## Instruction A
From the issue tracker page on set iteration order, reproduce word for word the passage between "msg32062 - (view)" and "the 2nd paragraph.", inclusive.
## Instruction B
Carry on the Python issue tracker thread about set iteration order from where it ends.

##### Reading passage

This issue tracker has been migrated to GitHub, and is currently read-only.
For more information, see the GitHub FAQs in the Python's Developer Guide.

classification
Title: emphasize iteration volatility for set
Type: Stage:
Components: Documentation Versions:
process
Status: closed Resolution: rejected
Dependencies: Superseder:
Assigned To: Nosy List: aisaac0, loewis, rhettinger
Priority: normal Keywords:

Created on 2007-05-18 15:10 by aisaac0, last changed 2022-04-11 14:56 by admin. This issue is now closed.

Messages (11)
msg32062 - (view) Author: Alan (aisaac0) Date: 2007-05-18 15:10
For <URL:http://docs.python.org/lib/types-set.html>, append the following new sentence to the 2nd paragraph.

    Iteration over a set returns elements in an indeterminate order, which generally depends on factors outside the scope of the containing program.

##########
##### Extracted entries

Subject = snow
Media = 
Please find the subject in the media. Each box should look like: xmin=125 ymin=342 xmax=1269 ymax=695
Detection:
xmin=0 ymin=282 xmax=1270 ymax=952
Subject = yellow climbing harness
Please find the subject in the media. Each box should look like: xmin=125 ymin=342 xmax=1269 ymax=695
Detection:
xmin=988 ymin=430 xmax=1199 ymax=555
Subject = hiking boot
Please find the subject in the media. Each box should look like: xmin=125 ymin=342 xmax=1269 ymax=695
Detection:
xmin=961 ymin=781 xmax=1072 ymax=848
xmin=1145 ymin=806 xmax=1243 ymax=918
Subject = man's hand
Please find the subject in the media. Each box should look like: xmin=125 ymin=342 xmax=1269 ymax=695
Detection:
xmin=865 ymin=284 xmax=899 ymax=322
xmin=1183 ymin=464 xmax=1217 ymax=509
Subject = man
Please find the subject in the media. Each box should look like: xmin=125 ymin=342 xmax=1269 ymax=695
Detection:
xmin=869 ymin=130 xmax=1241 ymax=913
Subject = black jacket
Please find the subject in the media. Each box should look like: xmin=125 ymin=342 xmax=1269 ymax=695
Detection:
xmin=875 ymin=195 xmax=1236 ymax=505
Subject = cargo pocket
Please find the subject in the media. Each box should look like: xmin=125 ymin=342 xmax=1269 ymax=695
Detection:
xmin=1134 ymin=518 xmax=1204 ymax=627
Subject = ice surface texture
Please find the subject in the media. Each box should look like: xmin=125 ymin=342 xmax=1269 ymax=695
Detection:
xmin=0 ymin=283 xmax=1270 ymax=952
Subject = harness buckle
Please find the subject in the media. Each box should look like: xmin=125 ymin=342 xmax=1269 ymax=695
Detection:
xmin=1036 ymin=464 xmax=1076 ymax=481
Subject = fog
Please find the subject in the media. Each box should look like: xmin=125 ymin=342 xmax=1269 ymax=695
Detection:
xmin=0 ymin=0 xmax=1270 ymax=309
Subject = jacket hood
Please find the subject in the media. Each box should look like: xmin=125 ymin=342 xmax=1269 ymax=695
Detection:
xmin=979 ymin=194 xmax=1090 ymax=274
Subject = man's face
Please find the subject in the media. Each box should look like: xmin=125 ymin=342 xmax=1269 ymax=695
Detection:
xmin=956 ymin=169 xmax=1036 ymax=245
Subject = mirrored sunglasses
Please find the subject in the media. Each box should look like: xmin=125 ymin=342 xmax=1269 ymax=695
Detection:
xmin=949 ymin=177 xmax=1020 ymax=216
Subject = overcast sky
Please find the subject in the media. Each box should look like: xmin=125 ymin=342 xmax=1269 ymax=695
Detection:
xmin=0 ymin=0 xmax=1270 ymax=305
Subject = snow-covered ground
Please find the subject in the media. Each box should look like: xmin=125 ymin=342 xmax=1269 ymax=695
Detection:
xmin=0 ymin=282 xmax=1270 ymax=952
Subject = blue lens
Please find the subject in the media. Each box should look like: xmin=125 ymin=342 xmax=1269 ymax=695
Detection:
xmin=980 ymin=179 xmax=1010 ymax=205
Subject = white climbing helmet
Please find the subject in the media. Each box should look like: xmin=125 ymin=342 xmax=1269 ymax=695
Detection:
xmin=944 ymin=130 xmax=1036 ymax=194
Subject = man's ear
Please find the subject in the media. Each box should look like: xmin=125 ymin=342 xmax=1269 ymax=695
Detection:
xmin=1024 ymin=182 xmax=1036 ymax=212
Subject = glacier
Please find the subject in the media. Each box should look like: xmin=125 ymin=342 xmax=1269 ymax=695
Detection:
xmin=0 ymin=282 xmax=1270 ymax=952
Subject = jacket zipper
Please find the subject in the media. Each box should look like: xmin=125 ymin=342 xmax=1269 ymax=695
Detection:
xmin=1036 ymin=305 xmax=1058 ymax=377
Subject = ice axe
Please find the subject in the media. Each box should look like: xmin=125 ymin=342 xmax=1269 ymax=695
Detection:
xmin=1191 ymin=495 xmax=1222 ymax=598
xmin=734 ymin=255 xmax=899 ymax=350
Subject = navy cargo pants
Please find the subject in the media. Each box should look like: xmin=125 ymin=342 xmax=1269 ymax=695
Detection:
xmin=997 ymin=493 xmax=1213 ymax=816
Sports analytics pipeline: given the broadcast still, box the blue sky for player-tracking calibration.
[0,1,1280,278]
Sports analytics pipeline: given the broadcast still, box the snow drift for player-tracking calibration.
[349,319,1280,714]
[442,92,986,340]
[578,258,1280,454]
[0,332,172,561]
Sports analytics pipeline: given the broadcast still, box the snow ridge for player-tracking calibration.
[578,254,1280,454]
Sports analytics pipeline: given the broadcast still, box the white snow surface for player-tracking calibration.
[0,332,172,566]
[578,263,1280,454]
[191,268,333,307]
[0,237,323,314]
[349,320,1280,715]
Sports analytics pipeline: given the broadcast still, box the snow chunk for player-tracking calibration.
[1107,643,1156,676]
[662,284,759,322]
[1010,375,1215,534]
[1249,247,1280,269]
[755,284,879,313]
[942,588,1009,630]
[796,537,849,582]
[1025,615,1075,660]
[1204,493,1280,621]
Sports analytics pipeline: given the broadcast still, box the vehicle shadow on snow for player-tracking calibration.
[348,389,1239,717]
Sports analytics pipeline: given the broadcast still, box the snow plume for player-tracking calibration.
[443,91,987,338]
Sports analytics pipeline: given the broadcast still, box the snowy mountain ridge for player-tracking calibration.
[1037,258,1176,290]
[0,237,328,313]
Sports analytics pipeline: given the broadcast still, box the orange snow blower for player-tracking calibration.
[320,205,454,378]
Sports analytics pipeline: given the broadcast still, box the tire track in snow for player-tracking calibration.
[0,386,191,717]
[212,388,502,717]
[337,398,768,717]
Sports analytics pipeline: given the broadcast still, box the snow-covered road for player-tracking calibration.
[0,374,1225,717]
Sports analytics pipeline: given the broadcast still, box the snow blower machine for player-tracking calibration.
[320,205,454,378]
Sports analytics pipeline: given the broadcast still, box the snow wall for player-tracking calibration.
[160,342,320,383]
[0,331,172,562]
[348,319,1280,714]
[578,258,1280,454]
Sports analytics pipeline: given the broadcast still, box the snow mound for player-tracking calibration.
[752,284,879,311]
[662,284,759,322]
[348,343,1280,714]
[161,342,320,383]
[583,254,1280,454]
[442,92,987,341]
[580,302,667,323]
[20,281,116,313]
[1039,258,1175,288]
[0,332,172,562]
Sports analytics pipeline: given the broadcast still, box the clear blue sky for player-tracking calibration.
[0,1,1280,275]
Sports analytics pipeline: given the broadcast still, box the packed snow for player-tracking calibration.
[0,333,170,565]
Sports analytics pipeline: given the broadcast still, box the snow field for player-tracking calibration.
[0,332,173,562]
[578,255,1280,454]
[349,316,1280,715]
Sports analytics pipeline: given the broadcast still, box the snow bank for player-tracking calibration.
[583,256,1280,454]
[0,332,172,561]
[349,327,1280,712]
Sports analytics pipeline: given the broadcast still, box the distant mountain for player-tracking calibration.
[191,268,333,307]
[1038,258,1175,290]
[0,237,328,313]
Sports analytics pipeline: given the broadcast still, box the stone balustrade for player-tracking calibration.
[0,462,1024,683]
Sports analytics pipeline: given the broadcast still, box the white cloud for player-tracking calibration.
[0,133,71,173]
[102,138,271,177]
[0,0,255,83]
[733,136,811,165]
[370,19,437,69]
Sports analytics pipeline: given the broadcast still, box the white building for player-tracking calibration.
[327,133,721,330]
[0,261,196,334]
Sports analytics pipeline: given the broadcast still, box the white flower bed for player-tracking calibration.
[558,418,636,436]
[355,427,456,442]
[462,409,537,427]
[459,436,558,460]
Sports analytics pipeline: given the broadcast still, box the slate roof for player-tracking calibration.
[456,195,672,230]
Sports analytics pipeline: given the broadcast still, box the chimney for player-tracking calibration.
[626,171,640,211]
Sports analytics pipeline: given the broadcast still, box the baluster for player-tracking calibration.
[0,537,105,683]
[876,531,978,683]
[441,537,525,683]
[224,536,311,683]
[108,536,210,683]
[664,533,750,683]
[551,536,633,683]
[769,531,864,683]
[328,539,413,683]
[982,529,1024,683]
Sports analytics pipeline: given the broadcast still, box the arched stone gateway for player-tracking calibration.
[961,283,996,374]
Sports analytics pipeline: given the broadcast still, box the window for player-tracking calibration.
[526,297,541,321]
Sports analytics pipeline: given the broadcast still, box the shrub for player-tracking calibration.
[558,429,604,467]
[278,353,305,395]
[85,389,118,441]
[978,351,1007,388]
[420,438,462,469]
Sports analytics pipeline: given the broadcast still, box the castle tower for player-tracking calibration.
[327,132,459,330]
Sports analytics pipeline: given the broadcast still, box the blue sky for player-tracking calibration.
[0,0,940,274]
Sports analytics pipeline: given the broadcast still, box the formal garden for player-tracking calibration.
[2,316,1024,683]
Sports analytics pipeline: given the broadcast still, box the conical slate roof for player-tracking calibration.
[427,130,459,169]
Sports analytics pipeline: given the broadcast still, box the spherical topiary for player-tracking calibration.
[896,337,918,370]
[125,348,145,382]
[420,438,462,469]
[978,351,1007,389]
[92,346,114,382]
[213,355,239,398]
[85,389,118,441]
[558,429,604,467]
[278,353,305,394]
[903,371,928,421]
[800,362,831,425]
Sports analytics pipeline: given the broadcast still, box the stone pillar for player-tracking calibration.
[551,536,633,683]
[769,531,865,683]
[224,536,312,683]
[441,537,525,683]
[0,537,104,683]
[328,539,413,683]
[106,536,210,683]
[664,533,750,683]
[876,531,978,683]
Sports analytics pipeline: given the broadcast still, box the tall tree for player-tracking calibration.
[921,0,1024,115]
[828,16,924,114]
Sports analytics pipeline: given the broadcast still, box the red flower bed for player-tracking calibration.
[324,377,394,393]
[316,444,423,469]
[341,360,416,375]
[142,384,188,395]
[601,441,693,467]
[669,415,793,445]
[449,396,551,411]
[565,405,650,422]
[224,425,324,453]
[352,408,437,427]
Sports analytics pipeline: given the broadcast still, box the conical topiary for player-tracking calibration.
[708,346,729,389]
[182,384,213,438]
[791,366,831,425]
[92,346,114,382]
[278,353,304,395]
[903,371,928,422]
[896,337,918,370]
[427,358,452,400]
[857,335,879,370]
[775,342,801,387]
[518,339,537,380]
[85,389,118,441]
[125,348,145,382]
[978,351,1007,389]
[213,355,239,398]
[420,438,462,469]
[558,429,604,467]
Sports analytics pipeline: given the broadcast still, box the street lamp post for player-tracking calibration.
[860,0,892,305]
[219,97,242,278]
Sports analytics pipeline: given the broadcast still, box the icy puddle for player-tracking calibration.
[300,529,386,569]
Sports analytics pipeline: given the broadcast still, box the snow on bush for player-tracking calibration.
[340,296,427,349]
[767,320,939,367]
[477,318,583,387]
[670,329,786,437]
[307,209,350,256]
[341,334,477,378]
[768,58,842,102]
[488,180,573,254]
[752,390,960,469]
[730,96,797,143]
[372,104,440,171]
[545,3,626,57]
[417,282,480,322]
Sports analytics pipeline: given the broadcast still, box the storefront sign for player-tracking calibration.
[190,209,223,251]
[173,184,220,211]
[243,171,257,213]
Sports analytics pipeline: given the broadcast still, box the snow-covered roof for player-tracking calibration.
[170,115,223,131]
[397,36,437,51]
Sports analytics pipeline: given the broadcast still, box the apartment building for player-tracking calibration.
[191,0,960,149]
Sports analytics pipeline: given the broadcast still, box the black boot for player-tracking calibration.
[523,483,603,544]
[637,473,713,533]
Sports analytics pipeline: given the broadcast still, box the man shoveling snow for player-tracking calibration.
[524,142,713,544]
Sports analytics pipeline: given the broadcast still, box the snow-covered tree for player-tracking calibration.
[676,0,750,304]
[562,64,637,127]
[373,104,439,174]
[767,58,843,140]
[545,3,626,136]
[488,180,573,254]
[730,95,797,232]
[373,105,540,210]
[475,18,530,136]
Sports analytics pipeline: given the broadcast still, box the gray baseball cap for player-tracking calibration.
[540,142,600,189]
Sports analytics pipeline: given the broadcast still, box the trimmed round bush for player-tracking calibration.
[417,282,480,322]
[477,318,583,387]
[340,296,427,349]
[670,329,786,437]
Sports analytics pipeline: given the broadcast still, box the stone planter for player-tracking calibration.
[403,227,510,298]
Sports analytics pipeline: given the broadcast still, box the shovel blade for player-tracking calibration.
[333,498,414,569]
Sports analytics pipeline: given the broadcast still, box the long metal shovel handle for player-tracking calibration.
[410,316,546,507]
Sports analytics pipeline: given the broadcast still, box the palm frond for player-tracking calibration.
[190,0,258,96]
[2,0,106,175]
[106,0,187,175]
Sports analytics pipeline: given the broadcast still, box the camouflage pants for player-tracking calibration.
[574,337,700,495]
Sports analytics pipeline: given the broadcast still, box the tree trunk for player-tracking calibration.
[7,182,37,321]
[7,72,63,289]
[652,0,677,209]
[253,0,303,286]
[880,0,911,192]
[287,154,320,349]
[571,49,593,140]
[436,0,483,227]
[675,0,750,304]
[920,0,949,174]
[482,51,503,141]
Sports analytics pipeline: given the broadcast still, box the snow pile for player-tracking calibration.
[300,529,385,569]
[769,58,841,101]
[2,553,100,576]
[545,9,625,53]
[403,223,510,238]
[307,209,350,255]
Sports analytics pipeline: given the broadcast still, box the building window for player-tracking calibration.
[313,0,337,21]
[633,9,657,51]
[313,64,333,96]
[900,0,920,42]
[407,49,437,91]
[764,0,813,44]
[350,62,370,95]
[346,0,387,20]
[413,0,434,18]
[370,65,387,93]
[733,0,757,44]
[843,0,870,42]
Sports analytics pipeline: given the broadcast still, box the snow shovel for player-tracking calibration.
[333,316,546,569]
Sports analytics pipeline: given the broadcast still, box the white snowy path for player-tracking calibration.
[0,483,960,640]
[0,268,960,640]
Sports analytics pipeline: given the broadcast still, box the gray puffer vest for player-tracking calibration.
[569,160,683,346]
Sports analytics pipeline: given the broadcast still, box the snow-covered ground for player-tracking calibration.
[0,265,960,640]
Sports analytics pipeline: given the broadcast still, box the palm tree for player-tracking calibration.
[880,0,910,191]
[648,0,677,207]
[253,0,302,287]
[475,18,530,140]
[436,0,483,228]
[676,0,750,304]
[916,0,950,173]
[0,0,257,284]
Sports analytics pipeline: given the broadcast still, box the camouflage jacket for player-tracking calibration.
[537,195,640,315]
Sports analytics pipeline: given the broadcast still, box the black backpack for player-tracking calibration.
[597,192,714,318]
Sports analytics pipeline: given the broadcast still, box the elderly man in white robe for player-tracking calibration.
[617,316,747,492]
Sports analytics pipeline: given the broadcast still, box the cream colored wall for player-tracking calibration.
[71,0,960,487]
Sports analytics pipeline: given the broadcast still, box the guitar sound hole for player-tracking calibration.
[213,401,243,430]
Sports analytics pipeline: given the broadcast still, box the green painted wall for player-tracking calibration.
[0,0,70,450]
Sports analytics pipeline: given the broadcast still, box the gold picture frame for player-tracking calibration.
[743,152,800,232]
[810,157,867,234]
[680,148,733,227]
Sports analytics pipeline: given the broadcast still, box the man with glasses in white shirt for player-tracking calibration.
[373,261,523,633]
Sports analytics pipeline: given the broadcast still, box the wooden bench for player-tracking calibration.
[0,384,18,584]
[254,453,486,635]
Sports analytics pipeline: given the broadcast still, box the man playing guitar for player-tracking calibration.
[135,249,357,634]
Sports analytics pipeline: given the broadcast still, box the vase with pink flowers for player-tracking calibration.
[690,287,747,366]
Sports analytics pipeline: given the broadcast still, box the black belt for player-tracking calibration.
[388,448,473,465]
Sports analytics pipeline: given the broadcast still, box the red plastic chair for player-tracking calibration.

##########

## Exercise answer A
msg32062 - (view) Author: Alan (aisaac0) Date: 2007-05-18 15:10
For <URL:http://docs.python.org/lib/types-set.html>, append the following new sentence to the 2nd paragraph.

## Exercise answer B
*Justification:* users should not be expected to understand without being told that iteration order depends on factors outside the scope of the containing program. (Additionally, unlike the documentation for dictionaries, the documentation for sets fails to give a serious warning not to rely on iteration order.)
msg32063 - (view) Author: Martin v. Löwis (loewis) * (Python committer) Date: 2007-05-18 17:05
What factors outside the containing program influence iteration order? Iteration is completely deterministic, and only depends on the items inserted, and the order in which they were inserted, neither of which is outside the scope of the containing program. It's just that the order is not easily predictable.
msg32064 - (view) Author: Alan (aisaac0) Date: 2007-05-18 18:00
Location in memory.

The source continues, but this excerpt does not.